DATASET CONTENT:
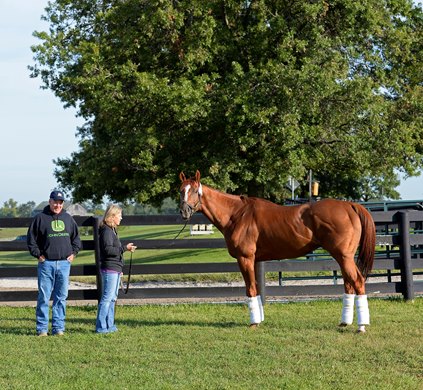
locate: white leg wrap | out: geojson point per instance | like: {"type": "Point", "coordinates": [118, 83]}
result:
{"type": "Point", "coordinates": [363, 315]}
{"type": "Point", "coordinates": [254, 308]}
{"type": "Point", "coordinates": [347, 309]}
{"type": "Point", "coordinates": [261, 308]}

STATED TASK: Rewrite the data above with "white" changed to "dark" and nothing else altered. Omit the pictures from your answer.

SOLUTION:
locate: dark leg wrap | out: geojson point per instance | like: {"type": "Point", "coordinates": [118, 83]}
result:
{"type": "Point", "coordinates": [363, 315]}
{"type": "Point", "coordinates": [254, 308]}
{"type": "Point", "coordinates": [347, 309]}
{"type": "Point", "coordinates": [261, 308]}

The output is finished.